= Written request =
How many lines in the material below contain the word "tree"? Reply with the number alone.

= Task material =
++++++++++

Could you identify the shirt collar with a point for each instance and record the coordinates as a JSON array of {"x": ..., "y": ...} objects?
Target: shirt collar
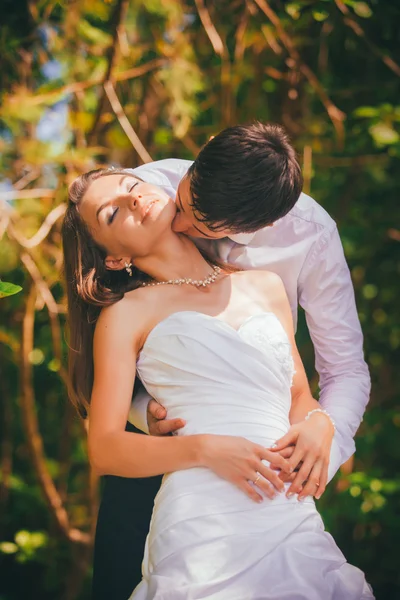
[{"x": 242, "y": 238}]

++++++++++

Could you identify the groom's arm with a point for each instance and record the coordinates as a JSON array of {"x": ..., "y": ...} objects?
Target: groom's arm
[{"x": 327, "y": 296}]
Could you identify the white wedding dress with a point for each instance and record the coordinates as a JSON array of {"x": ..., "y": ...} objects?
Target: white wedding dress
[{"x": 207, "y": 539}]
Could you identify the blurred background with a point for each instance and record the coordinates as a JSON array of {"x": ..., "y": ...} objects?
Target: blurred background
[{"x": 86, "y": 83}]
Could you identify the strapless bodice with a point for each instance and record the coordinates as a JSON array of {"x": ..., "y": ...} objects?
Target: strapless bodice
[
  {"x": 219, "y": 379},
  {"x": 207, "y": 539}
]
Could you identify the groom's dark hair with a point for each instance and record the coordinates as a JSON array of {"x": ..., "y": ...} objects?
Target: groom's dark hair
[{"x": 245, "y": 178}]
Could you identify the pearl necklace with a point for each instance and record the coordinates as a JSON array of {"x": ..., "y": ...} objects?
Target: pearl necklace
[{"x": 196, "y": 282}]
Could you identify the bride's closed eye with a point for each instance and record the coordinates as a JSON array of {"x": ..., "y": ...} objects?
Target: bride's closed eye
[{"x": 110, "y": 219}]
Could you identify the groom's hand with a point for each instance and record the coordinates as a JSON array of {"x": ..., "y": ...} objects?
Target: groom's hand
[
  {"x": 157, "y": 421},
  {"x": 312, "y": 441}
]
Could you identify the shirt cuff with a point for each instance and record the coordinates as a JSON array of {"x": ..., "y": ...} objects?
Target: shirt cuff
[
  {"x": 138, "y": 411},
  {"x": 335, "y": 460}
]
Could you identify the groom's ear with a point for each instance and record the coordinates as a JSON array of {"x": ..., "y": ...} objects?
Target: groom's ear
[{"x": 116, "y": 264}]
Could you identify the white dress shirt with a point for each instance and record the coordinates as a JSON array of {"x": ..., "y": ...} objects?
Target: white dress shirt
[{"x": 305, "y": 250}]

++++++++++

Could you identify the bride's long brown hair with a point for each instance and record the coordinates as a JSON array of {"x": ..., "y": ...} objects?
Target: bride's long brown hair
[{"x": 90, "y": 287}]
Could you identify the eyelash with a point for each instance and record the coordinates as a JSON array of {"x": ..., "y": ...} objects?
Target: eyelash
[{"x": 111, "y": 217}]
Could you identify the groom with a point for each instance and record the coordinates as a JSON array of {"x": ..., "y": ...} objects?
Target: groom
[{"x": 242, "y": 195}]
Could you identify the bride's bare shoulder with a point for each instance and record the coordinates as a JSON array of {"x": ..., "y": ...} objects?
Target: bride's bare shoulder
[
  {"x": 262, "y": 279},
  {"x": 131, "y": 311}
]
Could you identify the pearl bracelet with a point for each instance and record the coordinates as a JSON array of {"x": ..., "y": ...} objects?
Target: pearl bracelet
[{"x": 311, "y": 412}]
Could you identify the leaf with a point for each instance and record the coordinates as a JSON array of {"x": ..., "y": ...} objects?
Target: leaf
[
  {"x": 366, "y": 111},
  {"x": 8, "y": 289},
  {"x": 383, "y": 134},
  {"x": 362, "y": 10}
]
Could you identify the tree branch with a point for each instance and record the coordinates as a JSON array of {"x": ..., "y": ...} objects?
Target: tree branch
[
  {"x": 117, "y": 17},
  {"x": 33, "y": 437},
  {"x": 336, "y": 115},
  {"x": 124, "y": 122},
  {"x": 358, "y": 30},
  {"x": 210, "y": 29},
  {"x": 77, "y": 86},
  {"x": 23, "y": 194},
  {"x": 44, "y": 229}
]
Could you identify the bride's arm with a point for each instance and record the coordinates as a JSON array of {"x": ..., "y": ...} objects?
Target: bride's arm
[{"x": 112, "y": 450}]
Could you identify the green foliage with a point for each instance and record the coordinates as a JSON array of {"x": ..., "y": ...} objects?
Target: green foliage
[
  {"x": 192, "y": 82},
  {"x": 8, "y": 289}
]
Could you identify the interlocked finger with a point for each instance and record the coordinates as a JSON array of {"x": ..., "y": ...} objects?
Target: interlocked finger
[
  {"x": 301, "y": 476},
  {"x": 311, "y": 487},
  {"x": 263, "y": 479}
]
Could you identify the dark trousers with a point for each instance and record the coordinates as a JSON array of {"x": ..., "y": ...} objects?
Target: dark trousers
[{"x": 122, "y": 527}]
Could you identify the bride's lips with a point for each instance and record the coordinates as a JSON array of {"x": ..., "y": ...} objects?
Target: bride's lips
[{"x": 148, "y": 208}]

++++++++++

= Solution below =
2